[Image point grounding data]
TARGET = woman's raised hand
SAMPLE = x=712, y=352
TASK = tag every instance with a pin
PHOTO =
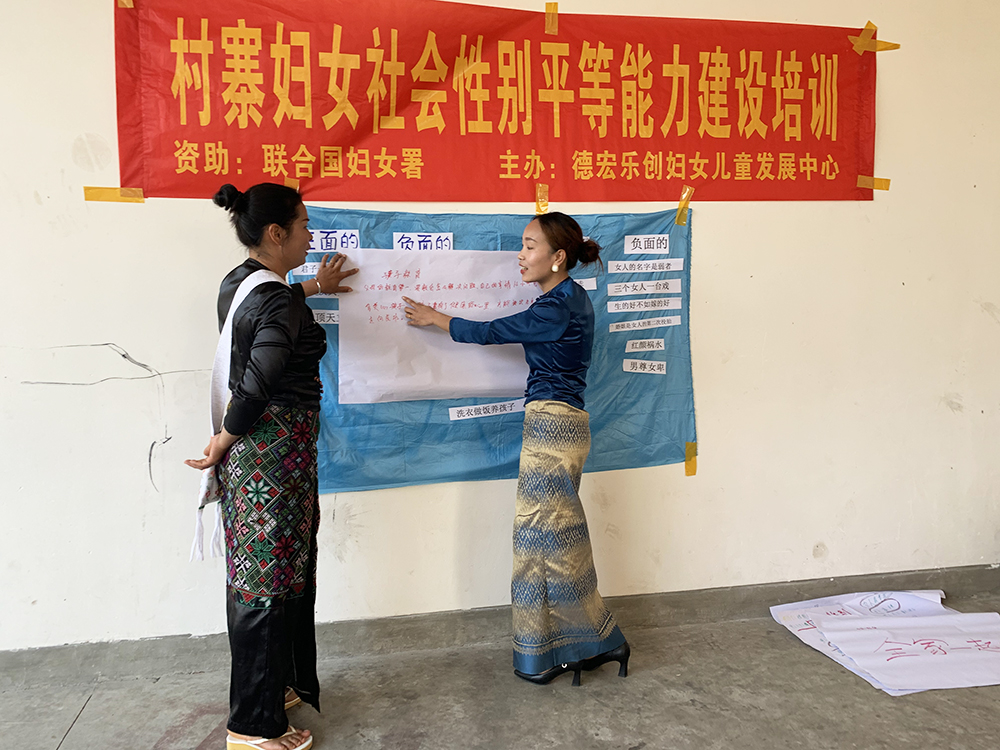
x=331, y=273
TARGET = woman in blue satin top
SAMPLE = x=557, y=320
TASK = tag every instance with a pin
x=560, y=621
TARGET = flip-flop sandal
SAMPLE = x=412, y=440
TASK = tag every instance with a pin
x=232, y=743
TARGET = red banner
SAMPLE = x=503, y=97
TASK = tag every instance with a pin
x=416, y=100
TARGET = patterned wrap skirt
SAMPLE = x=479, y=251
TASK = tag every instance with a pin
x=559, y=616
x=270, y=516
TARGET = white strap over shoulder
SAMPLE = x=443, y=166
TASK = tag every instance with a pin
x=210, y=490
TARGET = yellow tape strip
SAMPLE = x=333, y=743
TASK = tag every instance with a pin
x=681, y=218
x=552, y=18
x=865, y=43
x=117, y=195
x=541, y=198
x=873, y=183
x=690, y=459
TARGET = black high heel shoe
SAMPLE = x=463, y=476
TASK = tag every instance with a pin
x=620, y=655
x=548, y=675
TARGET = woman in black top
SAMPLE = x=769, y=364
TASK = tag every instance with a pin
x=265, y=454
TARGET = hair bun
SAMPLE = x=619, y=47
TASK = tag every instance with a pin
x=227, y=196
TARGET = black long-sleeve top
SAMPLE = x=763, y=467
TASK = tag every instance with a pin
x=277, y=346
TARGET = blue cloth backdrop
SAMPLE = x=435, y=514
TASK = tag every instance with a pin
x=636, y=419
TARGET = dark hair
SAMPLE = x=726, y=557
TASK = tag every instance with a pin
x=563, y=233
x=260, y=206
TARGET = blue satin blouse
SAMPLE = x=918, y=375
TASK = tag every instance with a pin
x=557, y=333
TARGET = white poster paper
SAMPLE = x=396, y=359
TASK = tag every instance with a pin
x=818, y=623
x=922, y=653
x=384, y=359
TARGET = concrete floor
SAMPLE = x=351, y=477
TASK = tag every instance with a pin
x=737, y=683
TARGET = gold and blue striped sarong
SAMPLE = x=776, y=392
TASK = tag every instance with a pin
x=559, y=616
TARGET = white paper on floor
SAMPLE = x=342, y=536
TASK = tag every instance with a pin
x=899, y=641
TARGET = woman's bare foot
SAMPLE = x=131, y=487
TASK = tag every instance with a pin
x=293, y=739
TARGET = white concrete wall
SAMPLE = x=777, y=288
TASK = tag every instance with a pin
x=846, y=363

_Directions_
Report the count, and only the count, of lines in the records above that contain "concrete".

_Result_
2